EXTRACT>
□ □ □ □

How to Verify Site Ownership on Mastodon Profiles
Published 1 year, 11 months pastLike many of you, I’ve been checking out Mastodon and finding more and more things I like. Including the use of XFN (XHTML Friends Network) semantics to verify ownership of sites you link from your profile’s metadata! What that means is, you can add up to four links in your profile, and if you have an XFN-compliant link on that URL pointing to your Mastodon profile, it will show up as verified as actually being your site.
Okay, that probably also comes off a little confusing. Let me walk through the process.
First, go to your home Mastodon server and edit your profile. On servers like mastodon.social, there should be an “Edit profile” link under your user avatar.
I saw the same thing on another Mastodon server where I have an account, so it seems to be common to Mastodon in general. I can’t know what every Mastodon server does, though, so you might have to root around to find how you edit your profile. (Similarly, I can’t be sure that everything will be exactly as I depict it below, but hopefully it will be at least reasonably close.)

□ □ □ □

DATA ENTRIES>

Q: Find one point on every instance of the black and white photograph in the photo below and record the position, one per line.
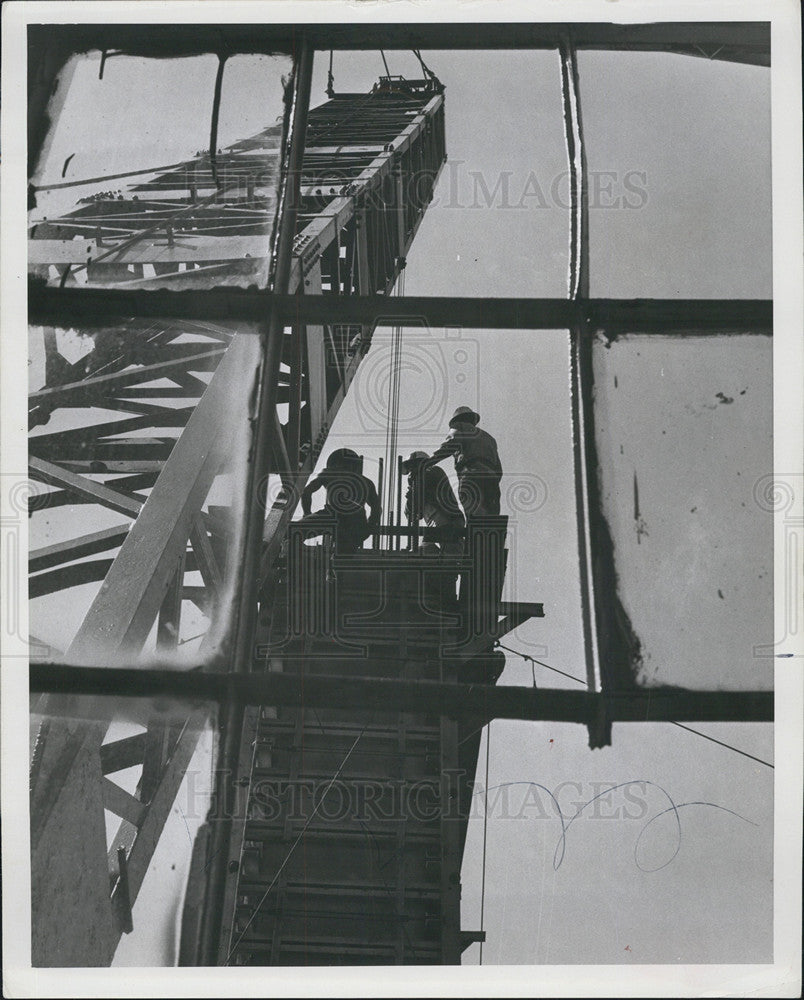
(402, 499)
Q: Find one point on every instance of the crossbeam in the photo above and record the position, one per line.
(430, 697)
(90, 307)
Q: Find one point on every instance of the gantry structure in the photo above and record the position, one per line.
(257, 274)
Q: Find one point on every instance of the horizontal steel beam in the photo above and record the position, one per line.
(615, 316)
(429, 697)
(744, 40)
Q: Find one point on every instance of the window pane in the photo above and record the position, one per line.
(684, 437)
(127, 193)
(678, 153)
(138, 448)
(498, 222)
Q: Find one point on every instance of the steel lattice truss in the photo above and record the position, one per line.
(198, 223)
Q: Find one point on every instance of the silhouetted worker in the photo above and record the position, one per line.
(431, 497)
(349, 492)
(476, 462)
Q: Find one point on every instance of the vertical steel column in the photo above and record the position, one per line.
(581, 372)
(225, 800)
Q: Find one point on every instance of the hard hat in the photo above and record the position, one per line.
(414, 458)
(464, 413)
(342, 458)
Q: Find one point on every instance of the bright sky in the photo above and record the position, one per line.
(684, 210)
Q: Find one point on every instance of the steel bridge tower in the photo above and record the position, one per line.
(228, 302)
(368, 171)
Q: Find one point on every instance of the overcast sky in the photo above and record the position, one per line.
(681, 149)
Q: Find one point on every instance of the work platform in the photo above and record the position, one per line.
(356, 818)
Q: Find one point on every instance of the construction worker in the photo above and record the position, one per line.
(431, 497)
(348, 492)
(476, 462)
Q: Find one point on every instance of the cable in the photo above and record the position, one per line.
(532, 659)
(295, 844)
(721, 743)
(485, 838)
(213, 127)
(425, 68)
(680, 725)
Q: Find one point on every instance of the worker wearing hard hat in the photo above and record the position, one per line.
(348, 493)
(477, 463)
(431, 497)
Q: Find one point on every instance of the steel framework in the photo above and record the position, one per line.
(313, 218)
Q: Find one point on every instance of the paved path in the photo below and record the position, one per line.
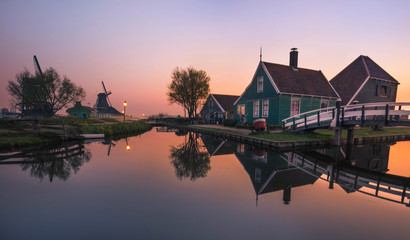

□ □ □ □

EXERCISES>
a) For each statement, say whether it agrees with the post on Mastodon site verification. Answer yes or no, and quote the words of the post that decide it.
(i) A Mastodon profile can hold up to four links.
(ii) On mastodon.social, the "Edit profile" link should appear under the user avatar.
(iii) The author is sure that every Mastodon server handles profile editing the same way.
b) Rewrite the paragraph of the post on Mastodon site verification that begins "I saw the same thing on another Mastodon server" as a short bulleted list that keeps its main facts.
The rows have no connection to the post on Mastodon site verification.

OUTPUTS FOR THE TASKS>
a)
(i) Yes: "you can add up to four links in your profile"
(ii) Yes: "there should be an “Edit profile” link under your user avatar"
(iii) No: "I can’t know what every Mastodon server does"

b)
- The author saw the same "Edit profile" link on another Mastodon server where the author has an account, so it seems common to Mastodon in general.
- The author can't know what every Mastodon server does, so you may have to search for how to edit your profile.
- The steps may not look exactly as the author shows them, but they should be reasonably close.